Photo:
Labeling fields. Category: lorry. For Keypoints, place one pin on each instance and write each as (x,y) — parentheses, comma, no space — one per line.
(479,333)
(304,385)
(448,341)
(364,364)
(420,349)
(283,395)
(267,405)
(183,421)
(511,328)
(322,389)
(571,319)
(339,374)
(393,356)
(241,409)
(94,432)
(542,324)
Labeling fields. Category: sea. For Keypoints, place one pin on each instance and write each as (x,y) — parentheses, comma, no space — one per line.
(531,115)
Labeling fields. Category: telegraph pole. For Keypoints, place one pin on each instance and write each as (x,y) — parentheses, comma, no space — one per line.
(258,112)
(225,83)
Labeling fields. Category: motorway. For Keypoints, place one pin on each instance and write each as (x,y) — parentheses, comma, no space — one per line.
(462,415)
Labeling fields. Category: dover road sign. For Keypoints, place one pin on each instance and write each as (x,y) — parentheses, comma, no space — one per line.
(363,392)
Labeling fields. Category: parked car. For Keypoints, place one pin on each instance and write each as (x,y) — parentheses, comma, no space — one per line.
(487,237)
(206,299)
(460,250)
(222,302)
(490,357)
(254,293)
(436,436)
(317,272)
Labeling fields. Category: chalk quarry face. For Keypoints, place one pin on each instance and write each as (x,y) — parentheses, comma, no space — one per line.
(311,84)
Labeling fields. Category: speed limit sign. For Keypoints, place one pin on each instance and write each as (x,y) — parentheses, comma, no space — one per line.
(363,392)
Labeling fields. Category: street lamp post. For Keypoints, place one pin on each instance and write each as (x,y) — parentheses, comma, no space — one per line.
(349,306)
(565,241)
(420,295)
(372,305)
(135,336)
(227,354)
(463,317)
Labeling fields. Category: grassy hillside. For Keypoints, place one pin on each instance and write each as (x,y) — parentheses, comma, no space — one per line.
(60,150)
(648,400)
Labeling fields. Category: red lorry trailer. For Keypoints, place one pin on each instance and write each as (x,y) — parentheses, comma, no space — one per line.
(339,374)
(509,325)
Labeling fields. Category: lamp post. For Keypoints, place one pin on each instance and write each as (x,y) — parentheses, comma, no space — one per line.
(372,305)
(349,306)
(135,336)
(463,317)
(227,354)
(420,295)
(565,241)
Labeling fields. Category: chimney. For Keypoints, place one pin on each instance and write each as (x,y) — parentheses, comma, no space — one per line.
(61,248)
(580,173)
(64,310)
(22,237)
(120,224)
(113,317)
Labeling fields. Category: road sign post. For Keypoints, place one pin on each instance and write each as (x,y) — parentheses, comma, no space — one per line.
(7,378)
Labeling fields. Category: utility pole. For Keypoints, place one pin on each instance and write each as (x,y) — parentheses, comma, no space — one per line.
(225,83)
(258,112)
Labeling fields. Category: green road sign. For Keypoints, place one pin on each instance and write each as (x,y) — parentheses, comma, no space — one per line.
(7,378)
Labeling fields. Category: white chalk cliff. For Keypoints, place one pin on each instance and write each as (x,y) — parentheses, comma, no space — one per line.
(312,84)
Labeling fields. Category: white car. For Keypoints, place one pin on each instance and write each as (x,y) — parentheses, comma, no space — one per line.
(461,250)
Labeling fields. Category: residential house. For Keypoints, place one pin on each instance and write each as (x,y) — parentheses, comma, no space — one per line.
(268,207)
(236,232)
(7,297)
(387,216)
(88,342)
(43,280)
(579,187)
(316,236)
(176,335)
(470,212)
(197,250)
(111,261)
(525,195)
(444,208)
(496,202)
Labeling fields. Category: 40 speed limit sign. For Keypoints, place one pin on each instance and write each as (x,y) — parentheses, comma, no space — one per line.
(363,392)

════════════════════

Print all the items above again, word for word and in the same order.

Photo:
Labeling fields. Category: lorry. For Keypoints, place one pin on each instance and write each as (x,y) — parentheses, comma, no space — one per line.
(479,333)
(304,385)
(448,341)
(364,364)
(420,349)
(283,395)
(267,405)
(183,421)
(511,328)
(322,389)
(571,319)
(339,374)
(393,356)
(241,409)
(94,432)
(542,324)
Labeling fields. Category: sea. For Keypoints, place one pin on each instance and write each as (x,y) — parentheses, comma, no space — one per line.
(531,115)
Labeling fields. Category: telegraph pole. For Keypoints, place one pin on each instance and write each as (x,y) — parentheses, comma, no space — one per line.
(258,112)
(225,83)
Labeling fields. Category: motorway. For Keypoints, place one pin on each instance and write each as (x,y) — parentheses, comma, no space — one per line.
(462,415)
Labeling fields. Category: dover road sign. For Keypoints, place one pin on each instance and write each as (x,y) — parentheses, comma, no space — one per line.
(363,392)
Labeling fields. Category: parked car. For Keypoints, place one pin on each instance and write each as (x,y) — parentheses, comma, no space — one per line.
(487,237)
(206,299)
(460,250)
(222,302)
(490,357)
(254,293)
(436,436)
(317,272)
Labeling fields. Category: chalk quarry face. For Keypoints, place one pin on each instance and write each as (x,y) — parentheses, comma, no space — one per line.
(311,84)
Labeling fields. Category: speed limit sign. For Keypoints, place one pin on each instance and write each as (x,y) — parentheses, comma, no space — one per line.
(363,392)
Labeling fields. Category: street lamp post. For Keypoints, place one pin on each instance and write each as (x,y) — parentheses, comma, no space — one per line.
(349,306)
(565,241)
(420,295)
(372,305)
(135,336)
(227,354)
(463,317)
Labeling fields. Category: grassy hillside. For Keypoints, place one pin on each instance and write each as (x,y) — parentheses, comma, no space — one per line.
(60,150)
(648,400)
Labeling fields. Category: red lorry trailer. For Keypoints, place one pin on each instance and write each as (x,y) — parentheses, comma, no space — one per line.
(339,374)
(509,325)
Labeling fields. Category: lamp post. For Keypoints, place one pin on each instance and write each as (x,y) — parentheses, comma, no space — one per line.
(372,305)
(349,306)
(135,336)
(463,317)
(227,354)
(420,295)
(565,241)
Labeling fields. Category: chimney. For Keypoints, place one pin on each instance and write each as (x,y) — parentheses, comma, no space — one per line.
(61,248)
(580,173)
(64,310)
(22,237)
(120,224)
(113,317)
Labeling fields. Category: road sign post. For Keypoints, place one pin on each instance and write each as (x,y) — parentheses, comma, no space — one per line.
(7,378)
Labeling fields. Category: utility pole. For Keypoints, place one pin on each instance and write each as (x,y) — parentheses, comma, no space — one per line.
(225,83)
(258,112)
Labeling fields. Category: green road sign. For Keypoints, place one pin on each instance and write each as (x,y) — parentheses, comma, no space — one per line.
(7,378)
Labeling fields. Category: white chalk cliff. For Keypoints, place one pin on each instance and write each as (x,y) — parentheses, comma, no space — one per line.
(312,84)
Labeling fields. Category: white car. For Keypoints, place one pin on each instance and write each as (x,y) — parentheses, comma, no space — one per line.
(461,250)
Labeling fields. Category: residential house. For Keypoints, place one pin on each instance and write each as (x,y) — parentheses, comma, no space — one per line.
(268,207)
(236,232)
(7,297)
(387,216)
(88,342)
(43,280)
(579,187)
(316,236)
(176,335)
(470,212)
(197,250)
(111,261)
(525,195)
(444,208)
(496,202)
Labeling fields. Category: 40 speed limit sign. For Keypoints, place one pin on each instance and write each as (x,y) — parentheses, comma, no space — one per line.
(363,392)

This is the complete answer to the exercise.